DATA EXCERPTS -

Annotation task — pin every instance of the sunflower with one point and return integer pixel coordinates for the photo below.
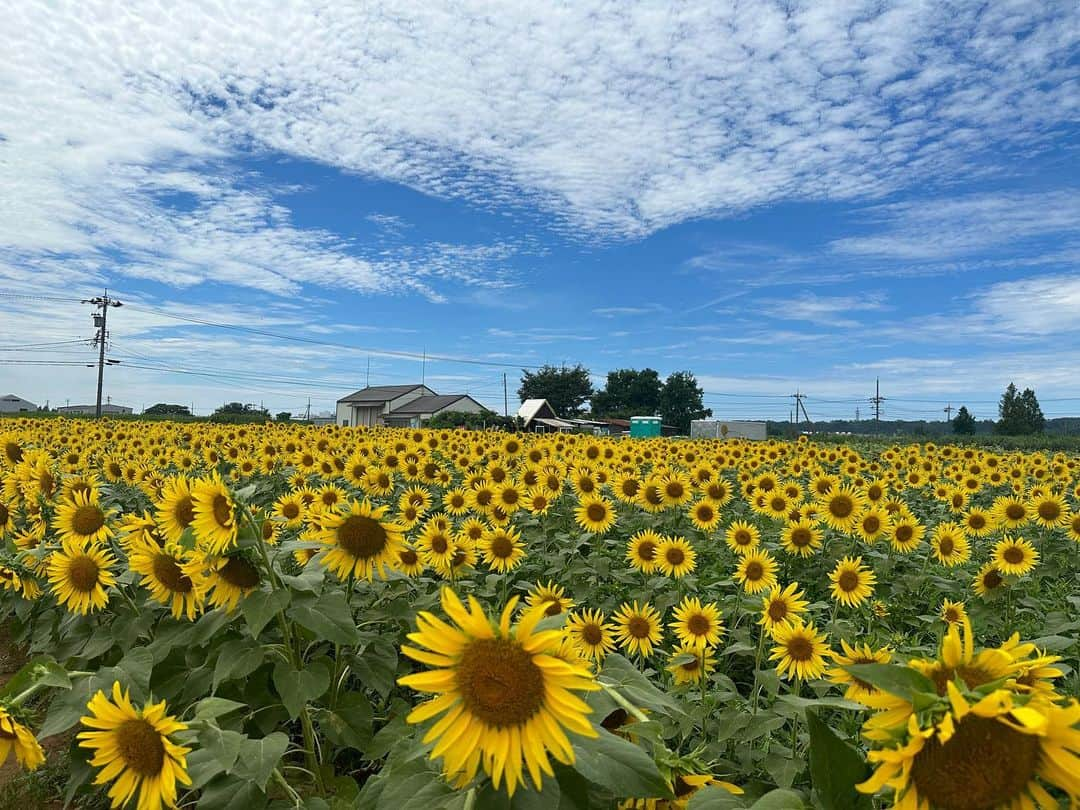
(675, 557)
(953, 612)
(690, 664)
(704, 514)
(872, 524)
(800, 537)
(505, 699)
(591, 633)
(742, 537)
(782, 605)
(362, 542)
(502, 549)
(637, 628)
(1050, 511)
(215, 518)
(860, 653)
(175, 510)
(1010, 513)
(756, 571)
(800, 650)
(79, 575)
(696, 624)
(82, 518)
(436, 547)
(163, 575)
(642, 550)
(839, 509)
(551, 597)
(989, 581)
(18, 740)
(852, 582)
(134, 751)
(289, 509)
(1015, 557)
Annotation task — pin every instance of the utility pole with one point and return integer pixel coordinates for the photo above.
(103, 304)
(877, 400)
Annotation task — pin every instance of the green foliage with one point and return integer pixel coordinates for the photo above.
(963, 422)
(626, 393)
(1020, 414)
(565, 389)
(680, 401)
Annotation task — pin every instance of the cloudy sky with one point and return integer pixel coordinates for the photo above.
(774, 196)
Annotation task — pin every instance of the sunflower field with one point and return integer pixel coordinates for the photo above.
(277, 616)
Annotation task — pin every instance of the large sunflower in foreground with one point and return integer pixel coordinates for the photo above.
(504, 697)
(133, 750)
(362, 543)
(80, 574)
(18, 740)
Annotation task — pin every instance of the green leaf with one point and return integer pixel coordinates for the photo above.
(328, 618)
(237, 659)
(211, 709)
(714, 798)
(835, 768)
(896, 679)
(259, 607)
(780, 799)
(259, 757)
(349, 725)
(299, 687)
(619, 766)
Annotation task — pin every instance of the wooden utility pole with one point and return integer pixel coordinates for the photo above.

WHAT THE TASK ASKS - Give back the records above exactly. Pictures stay out.

EXERCISE SOLUTION -
Annotation task — pin every instance of the sunflower with one point and return integer pixel coordinates for the photo below.
(675, 557)
(953, 612)
(690, 664)
(704, 514)
(872, 524)
(800, 537)
(505, 699)
(591, 633)
(742, 537)
(782, 605)
(362, 542)
(502, 549)
(637, 628)
(1050, 511)
(215, 518)
(860, 653)
(175, 510)
(1010, 513)
(756, 571)
(800, 650)
(79, 575)
(696, 624)
(82, 518)
(436, 547)
(163, 575)
(642, 550)
(839, 509)
(551, 597)
(989, 581)
(18, 740)
(852, 582)
(134, 751)
(289, 509)
(1015, 557)
Annotation task — pin every instance of the utility pole with one point and return integer pixel coordinates for the photo above.
(103, 304)
(877, 400)
Annotation task — pin every instance of the green foliage with one point and return integer pixel coordinates for the photo above.
(963, 422)
(626, 393)
(1020, 414)
(565, 389)
(680, 401)
Annotation task — pin every instance of the cloudy sky with one point and return integer pixel coordinates for the photo above.
(774, 196)
Annotation task — pin every instance of the sunflower field with one point and return integer pixel coordinates for the photo above.
(277, 616)
Annotation task — pin every instance of the large sunflower in foreground with one point and return integer pixel coordinates for the photo above.
(504, 697)
(133, 750)
(362, 543)
(80, 574)
(18, 740)
Annotation task — pin every instance of the green leaf with one point and return integer pixel coordinates for the photo above.
(328, 618)
(237, 659)
(211, 709)
(714, 798)
(835, 768)
(896, 679)
(259, 607)
(780, 799)
(259, 757)
(349, 725)
(299, 687)
(619, 766)
Annotation task — pin every instance of the wooden utility pole with one point and return integer pixel coordinates for the photo above.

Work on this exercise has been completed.